Material for this exercise Start Marker

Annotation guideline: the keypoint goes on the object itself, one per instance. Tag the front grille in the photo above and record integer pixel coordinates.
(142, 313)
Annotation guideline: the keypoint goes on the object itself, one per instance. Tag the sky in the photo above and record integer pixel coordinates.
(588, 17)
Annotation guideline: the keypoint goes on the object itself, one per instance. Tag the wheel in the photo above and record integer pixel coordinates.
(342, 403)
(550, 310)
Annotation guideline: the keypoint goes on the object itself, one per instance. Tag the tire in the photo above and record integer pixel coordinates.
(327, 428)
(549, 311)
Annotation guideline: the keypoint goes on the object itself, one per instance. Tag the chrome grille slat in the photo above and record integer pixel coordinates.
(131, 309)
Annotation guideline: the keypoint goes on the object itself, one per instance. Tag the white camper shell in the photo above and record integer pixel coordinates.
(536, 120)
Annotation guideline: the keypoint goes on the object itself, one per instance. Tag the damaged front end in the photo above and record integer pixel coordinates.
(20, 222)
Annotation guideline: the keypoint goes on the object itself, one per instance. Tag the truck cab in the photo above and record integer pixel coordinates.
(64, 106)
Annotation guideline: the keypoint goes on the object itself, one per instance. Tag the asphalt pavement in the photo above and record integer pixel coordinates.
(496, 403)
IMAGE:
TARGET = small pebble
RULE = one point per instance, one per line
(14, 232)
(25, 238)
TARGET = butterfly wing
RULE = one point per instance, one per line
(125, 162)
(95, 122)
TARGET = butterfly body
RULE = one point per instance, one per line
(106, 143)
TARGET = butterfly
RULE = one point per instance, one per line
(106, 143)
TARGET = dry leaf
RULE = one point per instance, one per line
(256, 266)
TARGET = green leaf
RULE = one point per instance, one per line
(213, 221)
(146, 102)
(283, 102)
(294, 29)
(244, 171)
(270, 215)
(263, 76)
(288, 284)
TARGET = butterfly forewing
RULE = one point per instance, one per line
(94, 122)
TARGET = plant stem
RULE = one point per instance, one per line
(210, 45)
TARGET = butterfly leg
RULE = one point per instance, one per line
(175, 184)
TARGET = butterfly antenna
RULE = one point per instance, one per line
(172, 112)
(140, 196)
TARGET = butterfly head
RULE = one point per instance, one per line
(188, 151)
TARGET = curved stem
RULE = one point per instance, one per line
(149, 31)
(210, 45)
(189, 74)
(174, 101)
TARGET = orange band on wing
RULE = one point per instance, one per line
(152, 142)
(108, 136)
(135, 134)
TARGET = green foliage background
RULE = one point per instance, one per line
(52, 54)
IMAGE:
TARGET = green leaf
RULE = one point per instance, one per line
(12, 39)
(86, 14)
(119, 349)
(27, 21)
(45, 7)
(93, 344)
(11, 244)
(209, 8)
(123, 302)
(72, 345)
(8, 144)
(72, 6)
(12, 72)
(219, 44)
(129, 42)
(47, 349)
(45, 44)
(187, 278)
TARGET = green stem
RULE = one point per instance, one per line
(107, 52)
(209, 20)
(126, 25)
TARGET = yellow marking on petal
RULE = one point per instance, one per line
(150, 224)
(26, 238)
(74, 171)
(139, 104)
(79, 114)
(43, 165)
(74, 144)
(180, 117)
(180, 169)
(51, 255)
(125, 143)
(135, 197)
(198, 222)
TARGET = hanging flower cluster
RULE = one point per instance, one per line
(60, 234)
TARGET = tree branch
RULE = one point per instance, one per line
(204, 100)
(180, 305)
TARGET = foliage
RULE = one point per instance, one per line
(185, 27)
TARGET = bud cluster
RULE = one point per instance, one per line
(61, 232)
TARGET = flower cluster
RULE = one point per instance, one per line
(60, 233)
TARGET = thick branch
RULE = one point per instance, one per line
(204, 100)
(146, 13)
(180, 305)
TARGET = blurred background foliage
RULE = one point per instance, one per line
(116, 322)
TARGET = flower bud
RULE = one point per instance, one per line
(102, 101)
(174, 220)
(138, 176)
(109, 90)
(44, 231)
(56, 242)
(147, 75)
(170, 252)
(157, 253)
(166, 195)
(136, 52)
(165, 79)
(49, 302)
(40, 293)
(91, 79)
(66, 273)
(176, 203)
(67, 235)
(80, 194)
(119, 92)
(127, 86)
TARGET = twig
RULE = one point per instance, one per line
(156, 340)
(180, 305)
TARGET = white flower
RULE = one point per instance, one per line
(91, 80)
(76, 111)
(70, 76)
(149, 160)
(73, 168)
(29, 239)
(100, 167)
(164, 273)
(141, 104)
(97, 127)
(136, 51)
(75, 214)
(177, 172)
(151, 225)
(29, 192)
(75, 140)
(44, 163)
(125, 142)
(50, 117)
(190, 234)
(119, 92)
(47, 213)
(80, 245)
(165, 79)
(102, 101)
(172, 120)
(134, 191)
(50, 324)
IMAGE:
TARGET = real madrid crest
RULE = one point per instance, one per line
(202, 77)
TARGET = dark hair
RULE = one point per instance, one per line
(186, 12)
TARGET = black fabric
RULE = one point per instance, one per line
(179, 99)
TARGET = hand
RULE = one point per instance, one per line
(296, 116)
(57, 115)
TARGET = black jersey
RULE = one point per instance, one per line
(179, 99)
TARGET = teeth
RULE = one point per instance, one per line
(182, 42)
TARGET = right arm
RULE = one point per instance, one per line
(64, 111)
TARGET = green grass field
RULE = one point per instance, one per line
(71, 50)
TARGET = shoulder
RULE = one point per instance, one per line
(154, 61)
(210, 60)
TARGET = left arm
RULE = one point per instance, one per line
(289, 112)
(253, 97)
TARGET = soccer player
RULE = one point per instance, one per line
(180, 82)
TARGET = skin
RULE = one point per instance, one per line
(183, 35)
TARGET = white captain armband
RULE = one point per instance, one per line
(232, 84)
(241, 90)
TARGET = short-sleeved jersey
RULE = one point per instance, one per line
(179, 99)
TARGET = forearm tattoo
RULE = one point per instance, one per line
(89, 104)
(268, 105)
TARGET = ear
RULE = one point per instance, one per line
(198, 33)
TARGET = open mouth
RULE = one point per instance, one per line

Material for this exercise End Marker

What you are asked to do: The records above, in their entirety, need to be set down again exactly.

Answer section:
Annotation guideline: the keypoint goes on the object itself, one per instance. Tag the front grille in the photo above and record integer pixel coordinates.
(142, 313)
Annotation guideline: the keypoint goes on the object itself, one per instance. Tag the sky in the photo above and record integer pixel coordinates.
(588, 17)
Annotation guideline: the keypoint goes on the object itself, one per instance. Tag the wheel in the photo above and record integer pixel coordinates.
(342, 403)
(550, 310)
Annotation guideline: the keypoint goes on the object itself, one per instance. Tag the tire in the photo above and record integer pixel coordinates.
(327, 428)
(549, 311)
Annotation guideline: the keypoint goes on the object itself, one per instance. Tag the chrome grille slat in the photo above and record integer pixel coordinates.
(131, 309)
Annotation guideline: the keypoint goes on the object itself, one per instance. Tag the white camper shell in the photo above and record integer pixel coordinates.
(536, 120)
Annotation guideline: the keypoint goes on the object itself, one per instance. Tag the damaged front end in the photo above and record integer pixel coordinates.
(20, 222)
Annotation guideline: the keypoint goes on the object itself, one per instance. Tag the truck cab in the photo above and record integer pixel coordinates.
(64, 106)
Annotation guideline: the keypoint goes on the object itself, one per instance. Tag the asphalt pavement in the photo above and record integer pixel coordinates.
(496, 403)
IMAGE:
TARGET = small pebble
RULE = one point per instance, one per line
(14, 232)
(25, 238)
TARGET = butterfly wing
RULE = one point per instance, one per line
(125, 162)
(95, 122)
TARGET = butterfly body
RULE = one point per instance, one per line
(106, 143)
TARGET = butterfly
RULE = one point per instance, one per line
(106, 143)
TARGET = dry leaf
RULE = one point per instance, one per line
(256, 266)
TARGET = green leaf
RULE = one point per instance, one per line
(213, 221)
(146, 102)
(283, 102)
(294, 29)
(244, 171)
(270, 215)
(263, 76)
(288, 284)
TARGET = butterfly forewing
RULE = one point per instance, one per line
(94, 122)
TARGET = plant stem
RULE = one point per instance, one per line
(210, 45)
TARGET = butterfly leg
RULE = one point per instance, one per line
(175, 184)
TARGET = butterfly antenna
RULE = one point per instance, one per line
(172, 112)
(140, 196)
TARGET = butterfly head
RULE = one point per instance, one per line
(188, 151)
TARGET = curved stem
RULE = one point per instance, one per line
(149, 31)
(210, 45)
(189, 74)
(174, 101)
TARGET = orange band on wing
RULE = one point per instance, one per line
(152, 142)
(108, 136)
(135, 134)
TARGET = green foliage background
RULE = one point per instance, one per line
(52, 54)
IMAGE:
TARGET = green leaf
RULE = one point per instance, one per line
(12, 39)
(86, 14)
(119, 349)
(27, 21)
(45, 7)
(93, 344)
(11, 244)
(209, 8)
(123, 302)
(72, 345)
(8, 144)
(72, 6)
(12, 72)
(219, 44)
(129, 42)
(47, 349)
(45, 44)
(187, 278)
TARGET = green stem
RULE = one point per instance, one per line
(107, 52)
(209, 20)
(126, 25)
TARGET = yellow marking on petal
RULE = one point per instance, one per line
(150, 224)
(26, 238)
(74, 171)
(139, 104)
(79, 114)
(43, 165)
(74, 144)
(180, 117)
(180, 169)
(51, 255)
(125, 143)
(135, 197)
(198, 222)
TARGET = hanging flower cluster
RULE = one point per instance, one per line
(60, 234)
TARGET = tree branch
RULE = one point per instance, one per line
(204, 100)
(180, 305)
TARGET = foliage
RULE = one point per instance, one per line
(185, 27)
TARGET = bud cluster
RULE = one point per instance, one per line
(61, 232)
TARGET = flower cluster
RULE = one point per instance, one per line
(60, 233)
TARGET = thick branch
RULE = one point per instance, one per line
(204, 100)
(146, 13)
(180, 305)
TARGET = blurred background foliage
RULE = one point per instance, one per line
(116, 322)
TARGET = flower bud
RULE = one point per instance, one per line
(102, 101)
(174, 220)
(138, 176)
(109, 90)
(44, 231)
(56, 242)
(147, 75)
(170, 252)
(157, 253)
(166, 195)
(136, 52)
(165, 79)
(49, 302)
(40, 293)
(91, 79)
(66, 273)
(176, 203)
(67, 235)
(80, 194)
(119, 92)
(127, 86)
TARGET = twig
RULE = one point per instance, one per line
(156, 340)
(180, 305)
TARGET = white flower
RULE = one point per instance, one per line
(91, 80)
(76, 111)
(70, 76)
(149, 160)
(73, 168)
(29, 239)
(100, 167)
(164, 273)
(141, 104)
(97, 127)
(136, 51)
(75, 214)
(177, 172)
(151, 225)
(29, 192)
(75, 140)
(44, 163)
(125, 142)
(50, 117)
(190, 234)
(119, 92)
(47, 213)
(80, 245)
(165, 79)
(102, 101)
(172, 120)
(134, 191)
(50, 324)
IMAGE:
TARGET = real madrid crest
RULE = one point per instance, one per line
(202, 77)
TARGET = dark hair
RULE = one point per instance, one per line
(186, 12)
TARGET = black fabric
RULE = one point per instance, one per line
(179, 99)
TARGET = hand
RULE = one point per instance, one per line
(296, 116)
(57, 115)
TARGET = black jersey
RULE = one point per instance, one per line
(179, 99)
TARGET = teeth
RULE = one point per instance, one per line
(182, 42)
TARGET = right arm
RULE = one point per instance, one per line
(64, 111)
TARGET = green grass field
RULE = one point per instance, one per line
(71, 50)
TARGET = shoulder
RULE = one point per instance, one per line
(154, 61)
(210, 60)
TARGET = left arm
RULE = one point per instance, one per line
(289, 112)
(253, 97)
TARGET = soccer player
RULE = one point per instance, one per line
(180, 82)
TARGET = skin
RULE = one point per instance, one per line
(183, 35)
TARGET = white captain armband
RULE = one point per instance, one per line
(232, 84)
(241, 90)
TARGET = short-sleeved jersey
RULE = one point per instance, one per line
(179, 99)
TARGET = forearm tattoo
RULE = one point per instance, one per line
(89, 104)
(268, 105)
TARGET = ear
RULE = one point per instance, one per line
(198, 33)
TARGET = open mouth
RULE = one point per instance, one per line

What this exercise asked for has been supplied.